■ Task requirements ■
a: According to the post on tangent spheres, at which conference is the preprint expected to appear?
b: Retype the passage of the post on tangent spheres between "Ten unit circles" and "a \(K_6\) graph.", inclusive.

■ Document extract ■
★ ★ ★ ★ ★ ★ ★
My latest preprint, “Tangent spheres and integer distances” (arXiv:2606.18569, to appear at CCCG), involves the patterns of external tangencies of circles, spheres or higher-dimensional hyperspheres. You can make a graph whose vertices are a given set of spheres and whose edges are pairs of externally-tangent spheres, and I’d like to understand which graphs are possible. By the circle packing theorem, any planar graph can be represented by interior-disjoint circles in this way, but here I’m not requiring disjointness. So, for instance, you can represent any unit distance graph in the plane (such as the Petersen graph below) by expanding each vertex of the graph into a unit-diameter circle.

Ten unit circles whose tangencies form a Petersen graph

In three dimensions, you can produce spheres whose tangencies form arbitrarily large complete bipartite graphs \(K_{n,n}\) by placing \(n\) spheres interior to a torus, like a ball-bearing race or those cat toys with balls rolling around a toroidal track, and another \(n\) spheres tangent to them, centered on the axis of the torus. And by a form of Descartes’ theorem, any four mutually tangent spheres (a \(K_4\) graph of tangencies) can be completed to a \(K_5\) in two different ways, but the two added spheres are not tangent to each other, so one cannot form a \(K_6\) graph.

A giant ball bearing race with Konrad Österström sitting inside it, at the the Göteborgs Jubilee exhibition, 1923

Given these examples, you might think that it is the high local connectivity of the complete graph \(K_6\) that makes it unrealizable, and the local independence of the complete bipartite graph \(K_{n,n}\) (each vertex has an independent set of neighbors) that makes it realizable. But things are more subtle than that. For every odd \(k\) I can prove the existence of a graph in which each vertex has an independent set of six neighbors, the shortest odd cycle has length \(k\), and there is no realization as a subgraph of external tangencies in \(\mathbb{R}^3\).
★ ★ ★ ★ ★ ★ ★
■ Material ■
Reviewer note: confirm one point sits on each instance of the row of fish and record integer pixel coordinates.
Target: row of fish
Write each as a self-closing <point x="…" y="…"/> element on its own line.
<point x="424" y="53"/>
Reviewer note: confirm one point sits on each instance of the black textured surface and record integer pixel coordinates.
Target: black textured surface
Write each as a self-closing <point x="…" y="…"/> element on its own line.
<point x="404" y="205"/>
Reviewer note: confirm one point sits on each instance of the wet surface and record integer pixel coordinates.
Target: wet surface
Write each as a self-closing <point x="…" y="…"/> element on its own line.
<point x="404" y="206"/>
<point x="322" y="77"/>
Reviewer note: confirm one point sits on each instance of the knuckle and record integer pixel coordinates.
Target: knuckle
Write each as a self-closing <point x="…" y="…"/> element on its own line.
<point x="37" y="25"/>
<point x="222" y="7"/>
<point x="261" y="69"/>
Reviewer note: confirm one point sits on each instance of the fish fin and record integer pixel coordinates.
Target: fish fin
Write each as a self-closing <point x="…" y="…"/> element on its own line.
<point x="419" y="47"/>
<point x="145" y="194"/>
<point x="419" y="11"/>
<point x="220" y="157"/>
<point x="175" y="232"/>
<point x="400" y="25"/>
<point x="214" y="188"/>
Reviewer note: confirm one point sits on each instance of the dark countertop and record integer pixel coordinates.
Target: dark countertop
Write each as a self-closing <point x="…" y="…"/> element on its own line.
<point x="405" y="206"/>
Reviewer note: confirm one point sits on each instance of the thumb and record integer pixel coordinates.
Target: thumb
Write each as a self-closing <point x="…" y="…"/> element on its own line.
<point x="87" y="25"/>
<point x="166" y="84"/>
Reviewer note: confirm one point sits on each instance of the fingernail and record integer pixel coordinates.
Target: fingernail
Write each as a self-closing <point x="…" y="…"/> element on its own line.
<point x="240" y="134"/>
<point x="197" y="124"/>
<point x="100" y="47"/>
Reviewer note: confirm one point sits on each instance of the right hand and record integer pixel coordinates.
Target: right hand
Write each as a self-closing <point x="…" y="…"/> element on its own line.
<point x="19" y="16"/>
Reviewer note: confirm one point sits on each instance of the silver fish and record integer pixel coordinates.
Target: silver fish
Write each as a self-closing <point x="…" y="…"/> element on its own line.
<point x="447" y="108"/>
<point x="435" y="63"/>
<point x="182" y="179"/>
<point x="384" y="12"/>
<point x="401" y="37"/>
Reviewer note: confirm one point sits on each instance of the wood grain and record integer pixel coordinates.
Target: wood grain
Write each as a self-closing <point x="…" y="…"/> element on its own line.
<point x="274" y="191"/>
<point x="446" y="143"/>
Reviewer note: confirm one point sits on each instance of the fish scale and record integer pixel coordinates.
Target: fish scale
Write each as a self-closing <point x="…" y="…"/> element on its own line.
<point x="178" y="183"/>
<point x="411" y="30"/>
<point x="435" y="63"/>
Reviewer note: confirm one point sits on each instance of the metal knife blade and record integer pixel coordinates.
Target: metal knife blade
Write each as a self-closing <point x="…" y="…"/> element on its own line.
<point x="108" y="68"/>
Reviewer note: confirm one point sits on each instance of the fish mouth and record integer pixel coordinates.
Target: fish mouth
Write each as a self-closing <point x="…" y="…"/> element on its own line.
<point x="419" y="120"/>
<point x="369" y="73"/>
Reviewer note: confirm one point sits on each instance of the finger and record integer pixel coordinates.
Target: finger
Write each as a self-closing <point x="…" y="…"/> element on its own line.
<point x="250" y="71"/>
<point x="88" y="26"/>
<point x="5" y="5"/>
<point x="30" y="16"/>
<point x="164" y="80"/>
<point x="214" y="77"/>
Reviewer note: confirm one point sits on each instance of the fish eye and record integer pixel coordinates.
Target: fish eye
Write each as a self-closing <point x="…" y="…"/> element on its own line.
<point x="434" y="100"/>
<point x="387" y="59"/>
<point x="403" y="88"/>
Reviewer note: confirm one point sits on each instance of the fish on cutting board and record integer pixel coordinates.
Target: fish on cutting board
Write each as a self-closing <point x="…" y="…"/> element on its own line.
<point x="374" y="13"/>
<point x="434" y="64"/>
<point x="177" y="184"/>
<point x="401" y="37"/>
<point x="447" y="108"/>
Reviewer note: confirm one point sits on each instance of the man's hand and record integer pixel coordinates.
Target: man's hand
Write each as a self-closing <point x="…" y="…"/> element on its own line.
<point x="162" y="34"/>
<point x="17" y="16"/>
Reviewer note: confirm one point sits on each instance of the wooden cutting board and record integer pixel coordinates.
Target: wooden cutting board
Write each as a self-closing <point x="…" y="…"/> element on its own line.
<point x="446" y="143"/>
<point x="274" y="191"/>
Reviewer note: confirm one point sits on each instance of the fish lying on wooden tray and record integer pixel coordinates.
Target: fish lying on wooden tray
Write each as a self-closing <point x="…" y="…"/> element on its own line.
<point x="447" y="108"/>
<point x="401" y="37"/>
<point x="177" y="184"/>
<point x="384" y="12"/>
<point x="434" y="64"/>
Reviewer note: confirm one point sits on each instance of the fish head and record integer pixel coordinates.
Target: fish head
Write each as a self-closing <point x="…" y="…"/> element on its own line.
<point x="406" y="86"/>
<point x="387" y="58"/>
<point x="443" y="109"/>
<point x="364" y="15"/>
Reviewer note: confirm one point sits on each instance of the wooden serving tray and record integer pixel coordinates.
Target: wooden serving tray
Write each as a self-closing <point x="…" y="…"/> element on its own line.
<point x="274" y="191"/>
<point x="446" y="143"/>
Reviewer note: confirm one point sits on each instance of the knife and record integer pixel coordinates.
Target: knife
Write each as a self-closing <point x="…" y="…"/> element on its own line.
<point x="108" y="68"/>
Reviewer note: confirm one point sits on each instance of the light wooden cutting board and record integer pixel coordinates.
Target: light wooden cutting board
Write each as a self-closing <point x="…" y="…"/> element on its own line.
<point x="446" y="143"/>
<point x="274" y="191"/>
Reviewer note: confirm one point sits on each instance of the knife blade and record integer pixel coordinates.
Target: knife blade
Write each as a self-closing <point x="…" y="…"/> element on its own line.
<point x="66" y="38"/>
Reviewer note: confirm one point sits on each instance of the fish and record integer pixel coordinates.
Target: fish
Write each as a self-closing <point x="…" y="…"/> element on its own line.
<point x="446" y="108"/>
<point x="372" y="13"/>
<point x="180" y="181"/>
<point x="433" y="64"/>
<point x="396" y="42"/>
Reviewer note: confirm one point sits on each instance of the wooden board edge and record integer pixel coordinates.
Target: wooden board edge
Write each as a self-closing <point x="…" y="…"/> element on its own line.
★ ★ ★ ★ ★ ★ ★
■ Answers for the tasks ■
a: CCCG

b:
Ten unit circles whose tangencies form a Petersen graph

In three dimensions, you can produce spheres whose tangencies form arbitrarily large complete bipartite graphs \(K_{n,n}\) by placing \(n\) spheres interior to a torus, like a ball-bearing race or those cat toys with balls rolling around a toroidal track, and another \(n\) spheres tangent to them, centered on the axis of the torus. And by a form of Descartes’ theorem, any four mutually tangent spheres (a \(K_4\) graph of tangencies) can be completed to a \(K_5\) in two different ways, but the two added spheres are not tangent to each other, so one cannot form a \(K_6\) graph.